Jordan Peterson
© Rene Johnston / Toronto Star/ File
Jordan Peterson giving a lecture at the University of Toronto last year. Peterson is the author of bestselling self-help book 12 Rules for Life.


Dayton:
Could the plight of today's 20-something white American male be cured with a self-help book?

For thousands, the answer appears to be a surprising yes.

The author, Jordan Peterson, is a clinical psychologist and college professor from Canada. He derives answers from theology, psychiatry and philosophy for questions about life, gender roles, and other hot button topics. His book, 12 Rules of Life: An Antidote to Chaos, is currently No. 6 on Amazon.com and is No.1 in self-help categories.

Flipping the pages, this isn't a book of Oprah Winfrey mantras on positivity. It's theme is simple - life is not supposed to be easy. In fact, life is "a catastrophe." Peterson's advice runs the gamut from the simplistic and common-sense - standup straight with your shoulders back at all times, and don't forget to make your bed and clean up your room in the morning - to the more life-changing and revelatory. Happiness is a worthless pursuit in life, according to Peterson.

The book, his subsequent lecture videos, and a very public and pugilistic interview on UK's Channel 4 against anchor Cathy Newman (the video has been watched 7 million times on YouTube), have skyrocketed Peterson to a rare level of celebrity. He's the public intellectual of the moment in the United States, with fame approaching the level of that once held by Christopher Hitchens.

Peterson's concern for young men and boys has set him on an emotional quest- he openly cried during a radio interview describing emails and social media messages he has received from his viewers.

Work to complete:
a. According to the Jordan Peterson article, how many times has the video of the Channel 4 interview been watched on YouTube?
b. Please output the part of the Jordan Peterson article between "For thousands, the" and "in self-help categories.", inclusive.
c. Continue the Jordan Peterson article from the point where it stops.

Natural language region descriptions:
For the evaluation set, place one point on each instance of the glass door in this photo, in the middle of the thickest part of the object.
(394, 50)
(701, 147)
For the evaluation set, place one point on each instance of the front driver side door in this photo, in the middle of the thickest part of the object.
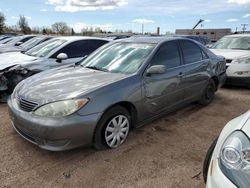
(162, 91)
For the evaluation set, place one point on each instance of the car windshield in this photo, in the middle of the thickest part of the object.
(45, 48)
(30, 43)
(5, 41)
(236, 43)
(119, 57)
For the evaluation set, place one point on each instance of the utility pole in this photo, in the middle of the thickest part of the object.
(244, 28)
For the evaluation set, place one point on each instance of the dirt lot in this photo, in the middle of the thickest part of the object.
(167, 153)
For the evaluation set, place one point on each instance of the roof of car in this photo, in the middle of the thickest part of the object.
(239, 35)
(154, 40)
(75, 38)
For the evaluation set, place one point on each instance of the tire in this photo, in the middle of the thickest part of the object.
(207, 159)
(208, 94)
(112, 129)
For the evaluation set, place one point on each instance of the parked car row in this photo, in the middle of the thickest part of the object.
(68, 92)
(227, 162)
(50, 53)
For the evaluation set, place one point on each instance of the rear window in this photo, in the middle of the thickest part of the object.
(191, 52)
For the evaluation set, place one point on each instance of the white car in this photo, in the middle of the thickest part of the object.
(16, 66)
(227, 164)
(236, 50)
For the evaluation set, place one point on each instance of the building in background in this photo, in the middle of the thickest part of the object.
(212, 34)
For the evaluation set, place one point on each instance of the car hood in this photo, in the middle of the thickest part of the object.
(64, 83)
(231, 54)
(10, 49)
(14, 58)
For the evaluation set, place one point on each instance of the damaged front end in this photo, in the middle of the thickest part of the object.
(9, 78)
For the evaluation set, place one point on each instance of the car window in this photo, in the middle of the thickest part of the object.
(45, 48)
(191, 52)
(167, 55)
(120, 57)
(94, 44)
(74, 49)
(236, 43)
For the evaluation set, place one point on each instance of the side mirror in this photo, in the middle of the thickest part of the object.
(18, 43)
(60, 57)
(79, 62)
(156, 69)
(209, 45)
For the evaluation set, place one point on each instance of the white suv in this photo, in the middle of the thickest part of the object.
(227, 164)
(236, 50)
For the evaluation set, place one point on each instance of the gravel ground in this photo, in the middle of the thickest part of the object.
(166, 153)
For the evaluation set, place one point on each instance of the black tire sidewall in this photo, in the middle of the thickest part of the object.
(204, 101)
(99, 135)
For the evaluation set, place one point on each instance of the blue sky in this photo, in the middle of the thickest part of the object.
(129, 14)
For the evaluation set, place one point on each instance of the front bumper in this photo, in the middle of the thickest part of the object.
(238, 74)
(55, 134)
(222, 79)
(217, 179)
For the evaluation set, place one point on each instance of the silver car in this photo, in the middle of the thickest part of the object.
(122, 85)
(59, 51)
(236, 50)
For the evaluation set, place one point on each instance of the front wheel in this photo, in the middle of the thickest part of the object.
(113, 128)
(208, 94)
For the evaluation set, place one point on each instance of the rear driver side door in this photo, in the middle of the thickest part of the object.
(162, 91)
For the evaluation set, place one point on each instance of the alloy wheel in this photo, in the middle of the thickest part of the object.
(117, 131)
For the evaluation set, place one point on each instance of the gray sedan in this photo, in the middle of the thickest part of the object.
(122, 85)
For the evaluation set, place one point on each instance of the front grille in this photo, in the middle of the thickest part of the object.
(26, 105)
(25, 134)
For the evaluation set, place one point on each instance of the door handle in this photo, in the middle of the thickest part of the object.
(180, 75)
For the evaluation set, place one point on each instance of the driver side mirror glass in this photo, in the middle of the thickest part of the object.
(18, 43)
(156, 69)
(60, 57)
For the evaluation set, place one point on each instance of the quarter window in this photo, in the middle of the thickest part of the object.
(192, 53)
(167, 55)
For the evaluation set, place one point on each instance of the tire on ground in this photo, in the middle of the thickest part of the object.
(99, 135)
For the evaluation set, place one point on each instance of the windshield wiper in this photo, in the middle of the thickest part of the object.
(97, 68)
(237, 49)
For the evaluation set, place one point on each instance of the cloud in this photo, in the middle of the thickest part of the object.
(79, 26)
(28, 17)
(232, 20)
(246, 15)
(55, 2)
(16, 17)
(143, 21)
(239, 2)
(86, 5)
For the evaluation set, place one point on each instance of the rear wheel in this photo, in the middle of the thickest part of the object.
(208, 94)
(113, 128)
(207, 159)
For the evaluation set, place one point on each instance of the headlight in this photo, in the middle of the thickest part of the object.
(235, 159)
(61, 108)
(245, 60)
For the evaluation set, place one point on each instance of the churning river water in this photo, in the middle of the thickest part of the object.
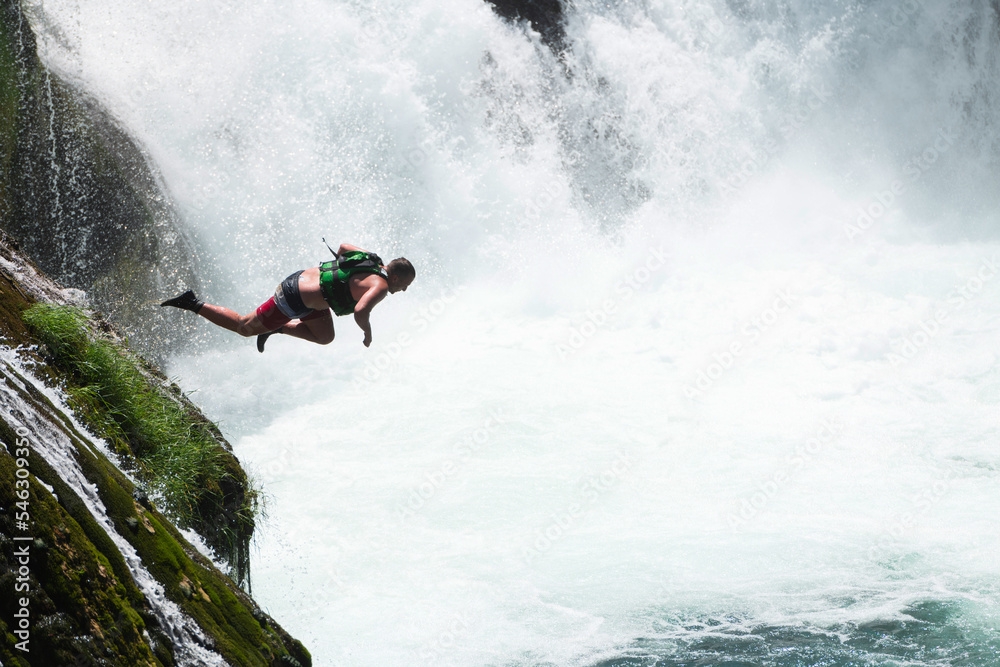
(700, 365)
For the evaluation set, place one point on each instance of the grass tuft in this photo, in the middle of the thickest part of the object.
(175, 456)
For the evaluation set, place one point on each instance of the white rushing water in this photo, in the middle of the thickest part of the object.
(702, 341)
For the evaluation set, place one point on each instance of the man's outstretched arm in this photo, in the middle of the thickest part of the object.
(363, 310)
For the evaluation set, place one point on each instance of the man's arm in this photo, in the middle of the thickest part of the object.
(372, 296)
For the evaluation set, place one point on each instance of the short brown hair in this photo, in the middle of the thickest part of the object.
(401, 267)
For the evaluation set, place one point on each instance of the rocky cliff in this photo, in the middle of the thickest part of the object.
(81, 196)
(107, 472)
(94, 572)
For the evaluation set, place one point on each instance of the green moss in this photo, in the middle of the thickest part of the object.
(8, 114)
(73, 590)
(179, 458)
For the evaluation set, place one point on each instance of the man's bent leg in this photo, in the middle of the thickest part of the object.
(316, 328)
(244, 325)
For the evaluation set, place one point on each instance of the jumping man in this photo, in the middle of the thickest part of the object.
(352, 284)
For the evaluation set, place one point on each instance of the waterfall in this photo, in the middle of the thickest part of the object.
(700, 360)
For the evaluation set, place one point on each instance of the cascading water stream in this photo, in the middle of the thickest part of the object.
(699, 363)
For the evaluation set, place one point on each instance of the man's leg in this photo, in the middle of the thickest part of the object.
(317, 328)
(244, 325)
(264, 319)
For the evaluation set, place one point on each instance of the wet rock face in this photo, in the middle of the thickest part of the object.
(544, 16)
(80, 195)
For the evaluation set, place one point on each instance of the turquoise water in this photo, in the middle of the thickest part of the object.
(700, 366)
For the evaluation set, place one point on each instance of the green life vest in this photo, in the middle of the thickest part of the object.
(334, 278)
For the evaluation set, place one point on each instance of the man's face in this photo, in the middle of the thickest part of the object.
(397, 284)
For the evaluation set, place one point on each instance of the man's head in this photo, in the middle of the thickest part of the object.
(401, 273)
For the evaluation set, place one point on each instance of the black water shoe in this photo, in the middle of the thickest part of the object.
(262, 338)
(186, 301)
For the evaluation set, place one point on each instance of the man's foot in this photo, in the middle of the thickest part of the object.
(262, 338)
(186, 301)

Replies:
a. 7 million times.

b.
For thousands, the answer appears to be a surprising yes.

The author, Jordan Peterson, is a clinical psychologist and college professor from Canada. He derives answers from theology, psychiatry and philosophy for questions about life, gender roles, and other hot button topics. His book, 12 Rules of Life: An Antidote to Chaos, is currently No. 6 on Amazon.com and is No.1 in self-help categories.

c.
Part of Peterson's fame reflects a feared crisis in young American men today. They are often stereotyped as either basement dwelling video game addicts or frat boy alpha male misogynists, out of touch both with society and their female counterparts - many with no real ambition or suitablity for marriage.

The decline of manufacturing in the US has also closed off a clear path in the work world for many young men.

Peterson will appear in Melbourne, Sydney and Brisbane next month.

Peterson sees young men as victims of a society that hasn't prepared them to be men, where postmodern, identity group politics has leaked out of the campuses and into the elementary schools, where being an energetic boy is considered a mental health defect, as social media rumors say.

What they find in Peterson is a guide and someone who is frank, and honest about reality. Peterson doesn't simplify the world's problems, he acknowledges them as complicated and that has given him credibility among his fans, who are navigating the new world of ever changing sexual politics, be it at school, work or the dating sphere. His lectures combine his expertise in clinical psychology, along with religious themes and Jungian psychiatry. He skips postmodern and ideological meanings, and gives answers in metaphors that run the range from philosophy and religion to Greek mythology.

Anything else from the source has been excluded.